◆ Job 1
In the forum thread excerpt about SSE 4.2 and AVX emulation, how many of the 32 NEON registers does the commenter say are already in use?
◆ Job 2
Edit the passage of the forum thread excerpt starting with "Have you started" and going on through "forward to it." so that "SSE 4.2" becomes "SSE 4.1".
◆ Job 3
Continue the forum thread about SSE 4.2 and AVX emulation from the point where it stops.

◆ Selected extract
====================

Have you started the SSE 4.2 coding? I'll learn SSE 4.2 instruction, if you have implemented a instruction, mayby I can do some coding work depends on it. Anyway, if there is anyting I can do to make SSE 4.2 and AVX done faster, I'll be glad to do.

Not yet. End of week / next week probably (hopefully)

zymyy789 commented 1 year ago

ok, get it. Look forward to it.

zymyy789 commented 1 year ago

sorry to borther you again, as you said Ymm will need to have some dynamic allocation for that high part. After I learn the Dynarec code more detailed, I noticed that there is only 32 NEON registers, and have used 24, the remaining 8 registers are not enough for ymm(and they are useed as scratch regs). As you said it will need to dynamic allocation, How will you implement this feature. can I just use x87_purgecacheand mmx_purgecache to store these cache in x64emu_t, and emulat the ymm instruction with all 32 NEON registers, then load x87 and mmx cache again after emulation for the ymm instructuons?

If it's not the right way. what's your plan after SSE4.2,Will you implement the AVX static translation(interpretor) or dynamic translation first. Will it help if I could do some interpretor development, to let you have more time on Dynarec development.

====================

◆ Data lines

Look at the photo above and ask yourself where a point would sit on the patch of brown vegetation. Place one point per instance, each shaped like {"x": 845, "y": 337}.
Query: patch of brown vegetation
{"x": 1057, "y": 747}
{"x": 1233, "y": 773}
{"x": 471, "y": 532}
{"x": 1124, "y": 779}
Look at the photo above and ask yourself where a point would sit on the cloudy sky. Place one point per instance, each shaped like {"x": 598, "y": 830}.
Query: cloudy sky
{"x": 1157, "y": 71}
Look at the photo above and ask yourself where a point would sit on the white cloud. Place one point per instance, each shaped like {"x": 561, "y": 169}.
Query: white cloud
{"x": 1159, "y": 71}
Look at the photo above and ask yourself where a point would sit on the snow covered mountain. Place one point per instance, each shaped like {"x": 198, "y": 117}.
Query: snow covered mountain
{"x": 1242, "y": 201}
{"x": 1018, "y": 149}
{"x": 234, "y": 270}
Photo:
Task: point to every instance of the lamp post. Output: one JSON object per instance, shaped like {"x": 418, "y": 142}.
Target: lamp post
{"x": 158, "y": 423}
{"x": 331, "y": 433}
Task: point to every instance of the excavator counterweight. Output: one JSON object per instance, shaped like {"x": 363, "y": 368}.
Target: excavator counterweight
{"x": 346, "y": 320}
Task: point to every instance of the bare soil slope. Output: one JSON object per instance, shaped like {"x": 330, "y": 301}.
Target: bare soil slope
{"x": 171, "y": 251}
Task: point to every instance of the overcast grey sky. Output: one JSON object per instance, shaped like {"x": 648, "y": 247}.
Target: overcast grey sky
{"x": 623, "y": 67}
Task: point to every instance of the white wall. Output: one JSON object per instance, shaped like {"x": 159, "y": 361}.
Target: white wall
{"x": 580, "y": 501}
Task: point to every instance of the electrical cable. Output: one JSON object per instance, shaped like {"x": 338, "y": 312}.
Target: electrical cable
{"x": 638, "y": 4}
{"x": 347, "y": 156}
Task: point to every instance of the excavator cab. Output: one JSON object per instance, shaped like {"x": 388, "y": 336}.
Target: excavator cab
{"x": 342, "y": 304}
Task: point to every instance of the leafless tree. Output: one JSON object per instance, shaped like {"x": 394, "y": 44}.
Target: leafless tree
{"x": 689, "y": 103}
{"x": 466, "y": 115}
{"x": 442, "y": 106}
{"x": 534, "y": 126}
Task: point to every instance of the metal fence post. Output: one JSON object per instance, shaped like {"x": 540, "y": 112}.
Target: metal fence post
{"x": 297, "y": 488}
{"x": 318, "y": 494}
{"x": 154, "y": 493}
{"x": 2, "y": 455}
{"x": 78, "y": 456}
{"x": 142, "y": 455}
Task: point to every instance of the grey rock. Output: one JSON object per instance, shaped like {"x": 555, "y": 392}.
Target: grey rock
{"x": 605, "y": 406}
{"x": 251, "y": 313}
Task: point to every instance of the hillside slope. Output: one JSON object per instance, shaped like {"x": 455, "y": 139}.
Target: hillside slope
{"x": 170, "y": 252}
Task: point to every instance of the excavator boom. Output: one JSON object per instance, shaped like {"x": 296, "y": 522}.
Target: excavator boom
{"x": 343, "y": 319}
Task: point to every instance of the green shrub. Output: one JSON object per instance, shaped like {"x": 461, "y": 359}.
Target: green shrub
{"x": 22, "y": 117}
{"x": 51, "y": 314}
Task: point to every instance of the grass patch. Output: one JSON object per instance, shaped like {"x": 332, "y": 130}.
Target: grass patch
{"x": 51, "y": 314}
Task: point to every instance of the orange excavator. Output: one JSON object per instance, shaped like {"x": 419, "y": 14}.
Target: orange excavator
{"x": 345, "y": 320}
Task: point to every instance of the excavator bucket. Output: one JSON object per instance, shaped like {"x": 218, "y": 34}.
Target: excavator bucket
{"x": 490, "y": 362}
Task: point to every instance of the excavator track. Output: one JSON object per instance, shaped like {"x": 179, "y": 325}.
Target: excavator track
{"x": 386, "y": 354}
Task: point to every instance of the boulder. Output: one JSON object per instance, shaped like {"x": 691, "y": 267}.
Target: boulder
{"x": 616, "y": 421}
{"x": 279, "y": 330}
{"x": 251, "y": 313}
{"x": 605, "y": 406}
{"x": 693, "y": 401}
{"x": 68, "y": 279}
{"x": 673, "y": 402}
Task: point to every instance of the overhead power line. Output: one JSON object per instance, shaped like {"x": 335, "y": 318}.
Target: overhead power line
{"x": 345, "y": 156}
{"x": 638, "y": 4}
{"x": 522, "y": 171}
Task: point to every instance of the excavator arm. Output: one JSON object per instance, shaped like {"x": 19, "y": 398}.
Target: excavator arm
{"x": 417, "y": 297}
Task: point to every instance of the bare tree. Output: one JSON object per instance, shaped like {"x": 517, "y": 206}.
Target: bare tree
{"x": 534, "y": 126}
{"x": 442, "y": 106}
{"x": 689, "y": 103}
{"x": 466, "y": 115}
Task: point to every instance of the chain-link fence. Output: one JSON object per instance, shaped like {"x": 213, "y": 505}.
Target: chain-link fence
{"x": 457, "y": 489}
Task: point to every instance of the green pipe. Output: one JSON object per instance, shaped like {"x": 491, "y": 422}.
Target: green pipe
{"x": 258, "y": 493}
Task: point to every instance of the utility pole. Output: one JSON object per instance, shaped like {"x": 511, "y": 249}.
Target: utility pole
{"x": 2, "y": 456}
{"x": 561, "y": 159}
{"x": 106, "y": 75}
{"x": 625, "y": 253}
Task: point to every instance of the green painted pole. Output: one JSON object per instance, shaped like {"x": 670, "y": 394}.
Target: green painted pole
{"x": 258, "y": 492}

====================

◆ Reply 1
24

◆ Reply 2
Have you started the SSE 4.1 coding? I'll learn SSE 4.1 instruction, if you have implemented a instruction, mayby I can do some coding work depends on it. Anyway, if there is anyting I can do to make SSE 4.1 and AVX done faster, I'll be glad to do.

Not yet. End of week / next week probably (hopefully)

zymyy789 commented 1 year ago

ok, get it. Look forward to it.

◆ Reply 3
ptitSeb commented 1 year ago

Yes, the idea will be to hopefully use x87/mmx regs and, but still have some kind of dynamic purge/alloc of regs for YMM / x87 / mmx available.

Once SSE4.2 is done, I probably start both interepretor and dynarec at the same time, just to setup the basic infrastructure stuffs, like handling of the new YMM reg size, VEX fetching and dispatching... this kind of things. The interpretor code is always helpfull, because it's some kind of reference. Also, some test (so some x86_64 program, using assembly or interpreter) will also be nice to have, especialy at the beggining.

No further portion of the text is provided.